Continue the biography of Erumeli Parameswaran Pillai from where it stops.

### Supplied text
+ + + + + + +
- Born: Parameswaran Pillai 12 December 1932 Erumeli, Travancore
- Died: 7 February 2014 (aged 81) Mavelikkara, Kerala, India
- Education: MA, MEd
- Alma mater: Kerala University Madras University
- Occupations: Writer, teacher, scholar
- Spouse: S. Saradamma (m.1957–2014)
- Children: 3
- Writing career
- Pen name: Erumeli
- Language: Malayalam
- Genres: Novel, short story, scholarly literature, literary criticism
- Notable awards: Kerala Sahitya Akademi Award

= Erumeli Parameswaran Pillai =

Indian (Malayalam-language) writer, teacher, scholar, and literary critic (1932–2014)

Erumeli Parameswaran Pillai (12 December 1932 – 7 February 2014) was a Malayalam-language writer, teacher, scholar, and literary critic from Kerala, India. He wrote over forty books, including five novels, four collections of stories, 11 scholarly works, and a few one-act plays and children's literature. He is also known for the work Malayala Sahityam Kalaghattangaliloode, a comprehensive history of Malayalam literature. He received the Kerala Sahitya Akademi Award for Overall Contributions in 2009.
+ + + + + + +
### Listed records
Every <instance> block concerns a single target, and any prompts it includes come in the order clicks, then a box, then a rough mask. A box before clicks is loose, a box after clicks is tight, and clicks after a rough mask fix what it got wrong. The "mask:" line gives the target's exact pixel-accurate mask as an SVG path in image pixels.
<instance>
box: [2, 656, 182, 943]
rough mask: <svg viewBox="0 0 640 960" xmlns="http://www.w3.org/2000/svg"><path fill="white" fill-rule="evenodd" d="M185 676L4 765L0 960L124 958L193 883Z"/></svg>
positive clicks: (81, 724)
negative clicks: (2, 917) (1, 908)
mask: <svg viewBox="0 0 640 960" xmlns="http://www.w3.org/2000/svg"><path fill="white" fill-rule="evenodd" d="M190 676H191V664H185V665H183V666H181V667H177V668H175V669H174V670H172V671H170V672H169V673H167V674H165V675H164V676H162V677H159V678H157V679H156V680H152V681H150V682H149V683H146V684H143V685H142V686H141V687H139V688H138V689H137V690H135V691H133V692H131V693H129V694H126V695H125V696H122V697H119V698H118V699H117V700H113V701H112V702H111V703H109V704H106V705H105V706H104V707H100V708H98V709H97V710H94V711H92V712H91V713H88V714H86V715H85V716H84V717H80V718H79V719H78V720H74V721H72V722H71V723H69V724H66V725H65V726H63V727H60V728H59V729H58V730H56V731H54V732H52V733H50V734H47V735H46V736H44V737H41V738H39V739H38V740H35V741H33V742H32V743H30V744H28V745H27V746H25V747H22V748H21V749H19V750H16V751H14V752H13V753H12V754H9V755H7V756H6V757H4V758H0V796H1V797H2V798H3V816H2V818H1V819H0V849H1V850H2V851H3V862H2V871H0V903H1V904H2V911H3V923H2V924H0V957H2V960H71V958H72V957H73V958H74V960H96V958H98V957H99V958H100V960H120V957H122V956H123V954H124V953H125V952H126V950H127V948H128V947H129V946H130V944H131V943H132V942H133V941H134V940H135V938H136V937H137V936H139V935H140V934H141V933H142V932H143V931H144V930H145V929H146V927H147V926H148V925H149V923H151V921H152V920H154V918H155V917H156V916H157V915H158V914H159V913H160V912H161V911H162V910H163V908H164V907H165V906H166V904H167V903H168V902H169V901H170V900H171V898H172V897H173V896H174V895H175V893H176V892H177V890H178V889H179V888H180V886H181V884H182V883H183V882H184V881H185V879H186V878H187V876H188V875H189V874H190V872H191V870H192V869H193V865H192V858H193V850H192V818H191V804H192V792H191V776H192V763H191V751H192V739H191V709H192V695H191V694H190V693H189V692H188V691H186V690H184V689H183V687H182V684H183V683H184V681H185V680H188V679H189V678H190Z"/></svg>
+ + + + + + +
### Answer to this task
==Biography==
Pillai was born on 12 December 1932 in Erumeli in the Kottayam district as the son of Velamparampil Krishna Pillai and Lakshmikuttyamma. He obtained MA degrees in Malayalam and Sociology from the University of Kerala and an MEd degree from the University of Madras. He became a school teacher in 1952 and worked in Travancore Devaswom Board High Schools in Erumeli, Thakazhi and Tiruvalla. He became a teacher at Farooq Training College near Calicut in 1964. In Calicut, he flourished as a writer, mainly influenced by the friendship he had with famous writers of the time Vaikom Muhammad Basheer and S. K. Pottekkatt.

He was the Secretary of Kerala Sahitya Akademi (1988–91) and the first Principal of the Kottayam BEd Centre of the Mahatma Gandhi University. He conducted several training programmes at regional and national levels on literacy, adult education, library science, and language teaching. He was a member of the Faculties of Education and the Board of Studies of the Universities of Kerala and Calicut. He worked as the State Secretary of Deshabhimani Study Circle and as the General Secretary and State Secretary of Progressive Arts and Literature Society.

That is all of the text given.